**Work order**
Within the data beneath, some lines may hold the word "boulder". Give the number of those lines and nothing else.
Content starts
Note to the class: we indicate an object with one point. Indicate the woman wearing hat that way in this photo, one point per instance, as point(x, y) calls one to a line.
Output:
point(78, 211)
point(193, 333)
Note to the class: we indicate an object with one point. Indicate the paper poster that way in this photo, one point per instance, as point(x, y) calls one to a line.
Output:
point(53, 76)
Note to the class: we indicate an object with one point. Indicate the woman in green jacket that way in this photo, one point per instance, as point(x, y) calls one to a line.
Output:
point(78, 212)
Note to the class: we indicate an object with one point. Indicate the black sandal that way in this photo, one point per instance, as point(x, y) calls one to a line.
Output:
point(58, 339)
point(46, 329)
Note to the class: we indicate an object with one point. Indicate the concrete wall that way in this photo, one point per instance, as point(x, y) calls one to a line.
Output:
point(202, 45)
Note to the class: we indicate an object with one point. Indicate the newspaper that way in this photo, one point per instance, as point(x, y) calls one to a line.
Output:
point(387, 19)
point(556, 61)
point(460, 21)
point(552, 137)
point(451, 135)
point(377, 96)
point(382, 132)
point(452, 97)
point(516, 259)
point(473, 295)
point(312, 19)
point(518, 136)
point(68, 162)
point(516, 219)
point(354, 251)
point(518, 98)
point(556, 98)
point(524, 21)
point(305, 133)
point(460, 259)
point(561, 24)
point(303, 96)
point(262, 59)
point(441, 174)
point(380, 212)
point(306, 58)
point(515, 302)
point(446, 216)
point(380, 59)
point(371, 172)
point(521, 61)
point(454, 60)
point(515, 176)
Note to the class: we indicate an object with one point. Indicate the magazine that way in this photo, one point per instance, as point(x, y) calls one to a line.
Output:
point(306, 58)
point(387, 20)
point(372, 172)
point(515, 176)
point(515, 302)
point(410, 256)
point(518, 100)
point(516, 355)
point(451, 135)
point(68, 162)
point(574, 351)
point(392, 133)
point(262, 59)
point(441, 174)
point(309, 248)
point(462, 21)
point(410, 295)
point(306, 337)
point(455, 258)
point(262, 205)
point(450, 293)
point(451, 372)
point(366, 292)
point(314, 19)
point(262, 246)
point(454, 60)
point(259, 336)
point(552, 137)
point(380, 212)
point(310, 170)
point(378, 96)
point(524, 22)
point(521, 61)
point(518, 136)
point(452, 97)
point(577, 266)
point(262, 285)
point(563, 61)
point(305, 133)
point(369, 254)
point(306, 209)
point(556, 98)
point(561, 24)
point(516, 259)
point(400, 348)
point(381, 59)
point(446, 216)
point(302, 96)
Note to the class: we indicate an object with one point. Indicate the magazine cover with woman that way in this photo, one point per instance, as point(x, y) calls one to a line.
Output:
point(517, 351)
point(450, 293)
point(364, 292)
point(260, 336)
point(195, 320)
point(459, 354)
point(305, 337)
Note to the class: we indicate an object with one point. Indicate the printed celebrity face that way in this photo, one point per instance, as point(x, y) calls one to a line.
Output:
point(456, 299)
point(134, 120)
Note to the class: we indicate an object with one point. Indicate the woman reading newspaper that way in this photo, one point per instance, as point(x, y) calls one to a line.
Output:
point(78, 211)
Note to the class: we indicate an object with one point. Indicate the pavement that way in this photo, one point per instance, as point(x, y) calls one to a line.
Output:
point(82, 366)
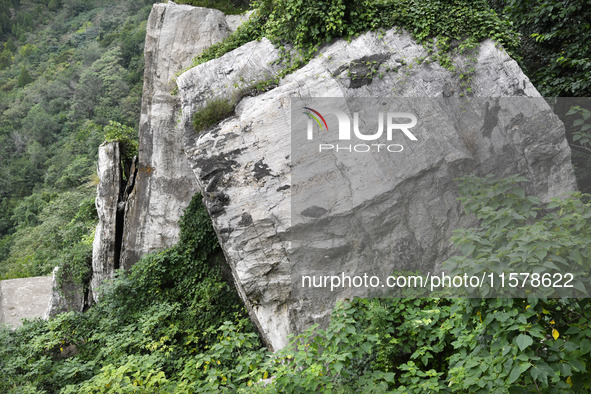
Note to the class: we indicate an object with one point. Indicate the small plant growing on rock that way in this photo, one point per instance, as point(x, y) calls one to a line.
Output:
point(215, 111)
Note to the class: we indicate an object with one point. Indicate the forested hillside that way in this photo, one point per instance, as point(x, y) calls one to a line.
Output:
point(67, 69)
point(71, 73)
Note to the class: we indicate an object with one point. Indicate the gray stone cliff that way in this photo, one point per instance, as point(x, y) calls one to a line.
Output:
point(164, 182)
point(244, 165)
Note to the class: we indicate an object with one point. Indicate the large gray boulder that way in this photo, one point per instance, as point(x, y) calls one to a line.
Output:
point(23, 298)
point(244, 166)
point(164, 183)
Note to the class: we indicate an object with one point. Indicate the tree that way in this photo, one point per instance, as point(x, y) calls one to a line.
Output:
point(24, 78)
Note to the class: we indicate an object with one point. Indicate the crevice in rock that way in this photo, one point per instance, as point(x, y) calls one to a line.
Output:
point(129, 171)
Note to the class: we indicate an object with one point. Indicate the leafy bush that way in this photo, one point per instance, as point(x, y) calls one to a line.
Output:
point(305, 25)
point(172, 325)
point(215, 111)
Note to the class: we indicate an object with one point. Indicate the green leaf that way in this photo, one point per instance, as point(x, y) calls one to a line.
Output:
point(523, 341)
point(514, 375)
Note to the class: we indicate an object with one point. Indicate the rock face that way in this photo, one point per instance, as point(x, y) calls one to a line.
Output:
point(107, 236)
point(244, 164)
point(164, 181)
point(24, 298)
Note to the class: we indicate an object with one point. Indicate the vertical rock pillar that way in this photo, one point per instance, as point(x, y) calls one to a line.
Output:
point(107, 239)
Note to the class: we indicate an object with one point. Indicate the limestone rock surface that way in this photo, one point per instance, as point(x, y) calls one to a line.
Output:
point(244, 164)
point(107, 238)
point(23, 298)
point(164, 182)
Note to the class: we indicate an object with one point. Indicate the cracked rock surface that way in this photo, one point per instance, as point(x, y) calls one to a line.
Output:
point(244, 164)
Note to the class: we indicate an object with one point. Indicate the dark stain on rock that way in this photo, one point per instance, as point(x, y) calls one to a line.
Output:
point(491, 118)
point(314, 212)
point(217, 165)
point(246, 220)
point(217, 203)
point(363, 70)
point(260, 170)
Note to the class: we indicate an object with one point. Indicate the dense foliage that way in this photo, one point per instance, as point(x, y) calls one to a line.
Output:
point(71, 77)
point(148, 327)
point(172, 325)
point(303, 26)
point(68, 68)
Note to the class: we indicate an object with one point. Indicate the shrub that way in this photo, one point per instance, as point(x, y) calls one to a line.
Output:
point(216, 110)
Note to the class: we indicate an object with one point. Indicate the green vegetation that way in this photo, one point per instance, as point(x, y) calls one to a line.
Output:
point(72, 74)
point(215, 111)
point(300, 27)
point(228, 7)
point(172, 324)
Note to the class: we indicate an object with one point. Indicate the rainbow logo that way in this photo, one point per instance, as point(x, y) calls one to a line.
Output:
point(317, 118)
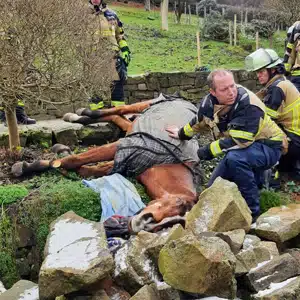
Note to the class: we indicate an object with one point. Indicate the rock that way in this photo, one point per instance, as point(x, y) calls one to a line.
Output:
point(142, 87)
point(159, 240)
point(199, 265)
point(133, 266)
point(276, 270)
point(233, 238)
point(286, 290)
point(2, 288)
point(76, 255)
point(254, 257)
point(147, 292)
point(22, 290)
point(220, 208)
point(24, 236)
point(250, 241)
point(23, 267)
point(166, 292)
point(279, 224)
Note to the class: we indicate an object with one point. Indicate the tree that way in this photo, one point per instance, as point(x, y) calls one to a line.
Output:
point(290, 9)
point(50, 53)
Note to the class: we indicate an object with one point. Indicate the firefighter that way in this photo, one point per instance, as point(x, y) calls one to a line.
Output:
point(291, 58)
point(282, 100)
point(112, 29)
point(243, 131)
point(22, 117)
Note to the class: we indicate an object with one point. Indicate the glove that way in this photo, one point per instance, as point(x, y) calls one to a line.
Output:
point(125, 52)
point(204, 153)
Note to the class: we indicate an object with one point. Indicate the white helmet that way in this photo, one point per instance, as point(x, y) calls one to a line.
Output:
point(262, 58)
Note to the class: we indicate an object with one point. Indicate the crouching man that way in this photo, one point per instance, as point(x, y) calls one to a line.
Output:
point(250, 140)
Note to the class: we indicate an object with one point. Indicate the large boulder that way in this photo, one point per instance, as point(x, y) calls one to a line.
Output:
point(220, 208)
point(279, 224)
point(234, 239)
point(255, 256)
point(133, 266)
point(276, 270)
point(22, 290)
point(76, 256)
point(203, 265)
point(286, 290)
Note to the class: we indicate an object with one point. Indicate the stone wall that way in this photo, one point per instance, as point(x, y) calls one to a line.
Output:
point(191, 85)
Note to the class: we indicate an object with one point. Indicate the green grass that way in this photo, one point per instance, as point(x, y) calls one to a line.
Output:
point(154, 50)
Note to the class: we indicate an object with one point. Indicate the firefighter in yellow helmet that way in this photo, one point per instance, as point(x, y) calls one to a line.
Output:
point(112, 29)
point(282, 100)
point(291, 58)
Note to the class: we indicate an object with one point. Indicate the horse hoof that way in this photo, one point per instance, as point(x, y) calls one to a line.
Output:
point(17, 169)
point(61, 150)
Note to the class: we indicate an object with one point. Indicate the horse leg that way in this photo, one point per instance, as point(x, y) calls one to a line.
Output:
point(101, 169)
point(120, 110)
point(102, 153)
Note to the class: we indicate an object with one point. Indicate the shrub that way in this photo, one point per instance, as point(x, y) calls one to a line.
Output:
point(269, 199)
point(216, 27)
point(8, 269)
point(12, 193)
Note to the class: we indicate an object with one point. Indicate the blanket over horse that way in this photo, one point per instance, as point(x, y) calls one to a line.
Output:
point(167, 167)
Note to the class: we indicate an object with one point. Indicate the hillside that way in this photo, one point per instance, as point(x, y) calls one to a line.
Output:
point(154, 50)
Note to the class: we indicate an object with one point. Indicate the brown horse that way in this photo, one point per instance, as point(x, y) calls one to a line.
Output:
point(165, 166)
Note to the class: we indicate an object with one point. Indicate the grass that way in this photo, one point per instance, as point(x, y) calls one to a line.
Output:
point(154, 50)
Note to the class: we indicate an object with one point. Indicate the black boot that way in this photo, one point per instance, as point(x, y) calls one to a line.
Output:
point(22, 118)
point(2, 117)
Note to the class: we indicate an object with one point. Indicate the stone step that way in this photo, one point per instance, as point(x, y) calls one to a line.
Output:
point(46, 133)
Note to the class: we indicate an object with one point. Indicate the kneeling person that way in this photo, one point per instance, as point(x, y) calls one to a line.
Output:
point(282, 100)
point(251, 141)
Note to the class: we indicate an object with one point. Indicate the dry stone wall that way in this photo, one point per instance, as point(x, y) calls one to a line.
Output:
point(191, 85)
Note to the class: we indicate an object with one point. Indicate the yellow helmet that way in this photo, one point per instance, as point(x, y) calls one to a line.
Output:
point(262, 58)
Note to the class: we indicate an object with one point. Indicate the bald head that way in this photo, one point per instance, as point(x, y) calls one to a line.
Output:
point(222, 86)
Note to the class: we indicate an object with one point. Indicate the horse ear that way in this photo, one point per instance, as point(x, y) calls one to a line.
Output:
point(139, 222)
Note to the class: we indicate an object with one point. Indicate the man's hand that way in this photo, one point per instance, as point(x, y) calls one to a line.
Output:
point(204, 153)
point(173, 131)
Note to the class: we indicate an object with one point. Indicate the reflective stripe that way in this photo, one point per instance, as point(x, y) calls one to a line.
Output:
point(20, 103)
point(295, 120)
point(123, 43)
point(188, 130)
point(272, 113)
point(95, 106)
point(242, 134)
point(290, 107)
point(117, 103)
point(295, 73)
point(215, 148)
point(287, 67)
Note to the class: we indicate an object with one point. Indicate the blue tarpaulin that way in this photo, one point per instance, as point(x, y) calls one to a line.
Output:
point(118, 195)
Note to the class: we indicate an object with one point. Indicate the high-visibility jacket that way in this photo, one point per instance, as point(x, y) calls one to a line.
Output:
point(237, 125)
point(292, 53)
point(282, 100)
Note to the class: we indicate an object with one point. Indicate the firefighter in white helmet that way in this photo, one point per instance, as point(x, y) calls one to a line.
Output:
point(282, 100)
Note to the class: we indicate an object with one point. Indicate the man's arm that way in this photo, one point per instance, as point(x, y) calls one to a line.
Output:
point(273, 101)
point(242, 130)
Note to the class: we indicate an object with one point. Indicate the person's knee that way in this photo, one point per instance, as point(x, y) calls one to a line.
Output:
point(234, 159)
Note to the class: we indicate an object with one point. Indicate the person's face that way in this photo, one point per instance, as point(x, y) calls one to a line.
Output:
point(225, 89)
point(263, 76)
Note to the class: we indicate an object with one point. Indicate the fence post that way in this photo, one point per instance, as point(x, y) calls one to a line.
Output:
point(198, 48)
point(230, 33)
point(234, 30)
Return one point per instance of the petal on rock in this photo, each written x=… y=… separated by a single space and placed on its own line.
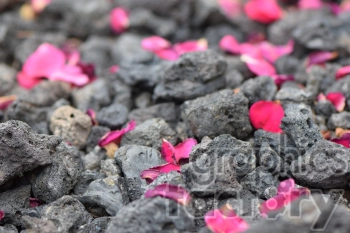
x=266 y=115
x=170 y=191
x=344 y=140
x=115 y=136
x=155 y=43
x=5 y=101
x=266 y=11
x=119 y=19
x=337 y=99
x=342 y=72
x=258 y=66
x=229 y=44
x=225 y=220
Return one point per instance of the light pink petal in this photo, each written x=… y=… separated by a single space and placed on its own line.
x=271 y=52
x=70 y=74
x=337 y=99
x=258 y=66
x=320 y=57
x=119 y=19
x=155 y=43
x=168 y=54
x=170 y=191
x=342 y=72
x=191 y=46
x=229 y=44
x=225 y=220
x=183 y=150
x=115 y=136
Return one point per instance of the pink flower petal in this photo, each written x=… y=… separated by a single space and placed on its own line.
x=344 y=140
x=115 y=136
x=266 y=115
x=191 y=46
x=271 y=52
x=342 y=72
x=229 y=44
x=119 y=19
x=320 y=57
x=258 y=66
x=225 y=220
x=266 y=11
x=170 y=191
x=155 y=43
x=337 y=99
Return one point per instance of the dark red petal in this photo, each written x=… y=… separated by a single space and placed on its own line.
x=225 y=220
x=266 y=115
x=170 y=191
x=115 y=136
x=344 y=140
x=266 y=11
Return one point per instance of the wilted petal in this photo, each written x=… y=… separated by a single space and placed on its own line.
x=266 y=11
x=320 y=57
x=344 y=140
x=155 y=43
x=119 y=19
x=225 y=220
x=170 y=191
x=191 y=46
x=229 y=44
x=342 y=72
x=115 y=136
x=266 y=115
x=337 y=99
x=5 y=101
x=258 y=66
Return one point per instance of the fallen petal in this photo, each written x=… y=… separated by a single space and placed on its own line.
x=115 y=136
x=266 y=115
x=170 y=191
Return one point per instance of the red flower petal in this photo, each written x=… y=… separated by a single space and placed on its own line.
x=266 y=11
x=258 y=66
x=225 y=220
x=5 y=101
x=115 y=136
x=344 y=140
x=155 y=43
x=229 y=44
x=337 y=99
x=320 y=57
x=342 y=72
x=191 y=46
x=170 y=191
x=266 y=115
x=271 y=52
x=119 y=19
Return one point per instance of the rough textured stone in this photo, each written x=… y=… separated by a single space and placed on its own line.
x=71 y=124
x=150 y=133
x=150 y=216
x=222 y=112
x=193 y=75
x=21 y=149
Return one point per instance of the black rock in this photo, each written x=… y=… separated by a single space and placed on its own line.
x=222 y=112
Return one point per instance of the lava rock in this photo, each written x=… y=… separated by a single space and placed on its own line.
x=71 y=124
x=222 y=112
x=21 y=149
x=14 y=202
x=67 y=213
x=132 y=160
x=151 y=215
x=59 y=178
x=193 y=75
x=150 y=133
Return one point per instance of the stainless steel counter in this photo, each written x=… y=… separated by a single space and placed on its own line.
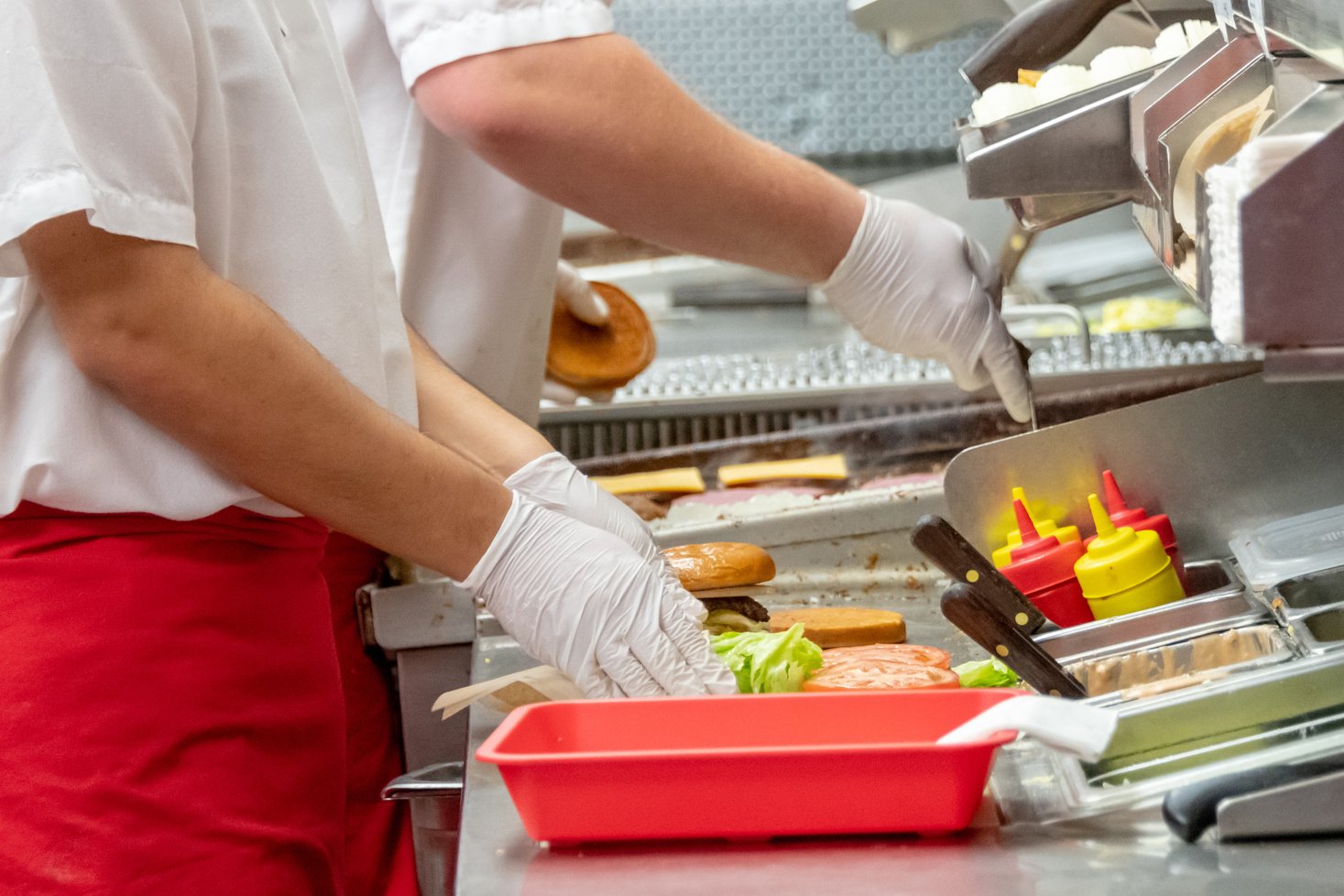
x=1128 y=855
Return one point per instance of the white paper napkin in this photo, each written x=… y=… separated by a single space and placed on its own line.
x=1064 y=725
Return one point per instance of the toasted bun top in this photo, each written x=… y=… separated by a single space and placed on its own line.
x=843 y=627
x=609 y=356
x=719 y=564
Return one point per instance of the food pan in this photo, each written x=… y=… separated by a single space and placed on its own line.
x=1219 y=604
x=1318 y=631
x=1288 y=712
x=746 y=766
x=1170 y=667
x=1306 y=594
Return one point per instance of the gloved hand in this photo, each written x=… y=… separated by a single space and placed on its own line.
x=586 y=305
x=557 y=486
x=912 y=282
x=580 y=598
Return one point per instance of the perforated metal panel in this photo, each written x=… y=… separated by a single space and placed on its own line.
x=799 y=74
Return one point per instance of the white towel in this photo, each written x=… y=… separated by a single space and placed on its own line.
x=1226 y=187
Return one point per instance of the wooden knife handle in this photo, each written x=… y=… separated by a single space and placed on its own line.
x=950 y=552
x=1035 y=38
x=970 y=610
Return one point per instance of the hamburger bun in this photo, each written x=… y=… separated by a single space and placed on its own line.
x=600 y=357
x=719 y=564
x=843 y=627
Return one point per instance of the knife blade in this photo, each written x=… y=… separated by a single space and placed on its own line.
x=1024 y=354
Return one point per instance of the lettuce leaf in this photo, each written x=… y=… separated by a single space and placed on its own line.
x=986 y=673
x=768 y=662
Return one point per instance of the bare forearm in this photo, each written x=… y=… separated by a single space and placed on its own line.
x=202 y=359
x=597 y=126
x=454 y=414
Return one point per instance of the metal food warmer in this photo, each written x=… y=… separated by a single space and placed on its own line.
x=1231 y=160
x=1223 y=455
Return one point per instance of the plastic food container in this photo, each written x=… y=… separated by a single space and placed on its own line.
x=1291 y=547
x=743 y=767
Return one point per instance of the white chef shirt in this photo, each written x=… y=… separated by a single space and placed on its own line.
x=475 y=251
x=224 y=126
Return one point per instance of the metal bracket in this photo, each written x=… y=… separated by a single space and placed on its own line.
x=1301 y=809
x=426 y=614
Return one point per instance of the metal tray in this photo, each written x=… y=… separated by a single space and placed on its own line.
x=1288 y=712
x=1219 y=604
x=1306 y=594
x=1185 y=664
x=1318 y=631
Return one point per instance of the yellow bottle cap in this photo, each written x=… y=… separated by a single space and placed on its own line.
x=1117 y=559
x=1003 y=556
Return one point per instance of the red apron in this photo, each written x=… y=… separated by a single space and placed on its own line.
x=171 y=716
x=379 y=858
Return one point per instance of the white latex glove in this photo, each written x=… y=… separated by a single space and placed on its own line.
x=586 y=305
x=580 y=598
x=575 y=293
x=557 y=486
x=912 y=282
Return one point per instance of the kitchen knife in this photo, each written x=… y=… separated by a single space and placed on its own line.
x=1024 y=354
x=1035 y=38
x=967 y=607
x=1194 y=809
x=950 y=552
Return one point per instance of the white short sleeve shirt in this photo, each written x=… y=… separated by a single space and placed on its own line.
x=227 y=126
x=475 y=251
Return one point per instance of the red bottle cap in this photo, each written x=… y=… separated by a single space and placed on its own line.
x=1041 y=562
x=1136 y=519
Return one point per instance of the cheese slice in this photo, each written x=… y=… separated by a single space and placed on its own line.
x=683 y=480
x=829 y=466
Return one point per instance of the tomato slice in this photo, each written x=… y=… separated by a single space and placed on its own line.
x=912 y=653
x=880 y=674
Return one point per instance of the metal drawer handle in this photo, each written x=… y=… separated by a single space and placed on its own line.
x=443 y=780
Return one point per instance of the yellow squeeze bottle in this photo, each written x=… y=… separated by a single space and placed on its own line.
x=1044 y=527
x=1125 y=571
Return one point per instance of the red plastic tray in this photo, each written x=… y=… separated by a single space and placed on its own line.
x=748 y=766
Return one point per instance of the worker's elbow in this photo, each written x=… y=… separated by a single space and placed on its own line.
x=104 y=344
x=475 y=101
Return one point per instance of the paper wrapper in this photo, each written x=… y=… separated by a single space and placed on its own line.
x=538 y=684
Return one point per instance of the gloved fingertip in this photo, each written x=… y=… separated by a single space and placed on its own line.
x=558 y=392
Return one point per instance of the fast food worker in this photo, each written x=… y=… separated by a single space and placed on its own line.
x=203 y=366
x=484 y=117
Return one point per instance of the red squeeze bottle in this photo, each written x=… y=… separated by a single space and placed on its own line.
x=1044 y=570
x=1137 y=519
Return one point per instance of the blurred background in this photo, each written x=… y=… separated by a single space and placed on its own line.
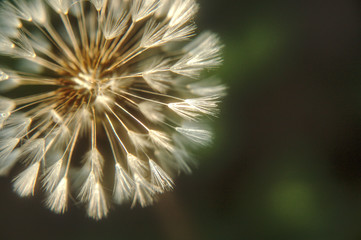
x=286 y=161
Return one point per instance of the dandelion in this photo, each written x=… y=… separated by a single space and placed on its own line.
x=102 y=99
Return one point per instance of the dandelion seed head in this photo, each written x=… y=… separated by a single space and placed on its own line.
x=111 y=98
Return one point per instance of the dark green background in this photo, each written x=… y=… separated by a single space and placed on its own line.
x=286 y=162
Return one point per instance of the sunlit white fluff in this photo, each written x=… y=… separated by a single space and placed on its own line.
x=111 y=89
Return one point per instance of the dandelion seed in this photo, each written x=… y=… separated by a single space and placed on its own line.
x=109 y=79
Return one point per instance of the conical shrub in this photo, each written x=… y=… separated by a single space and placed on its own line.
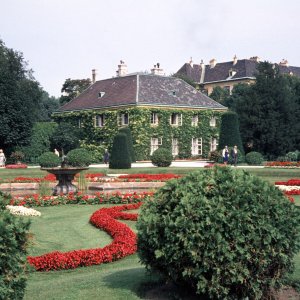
x=120 y=157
Content ends
**Written answer**
2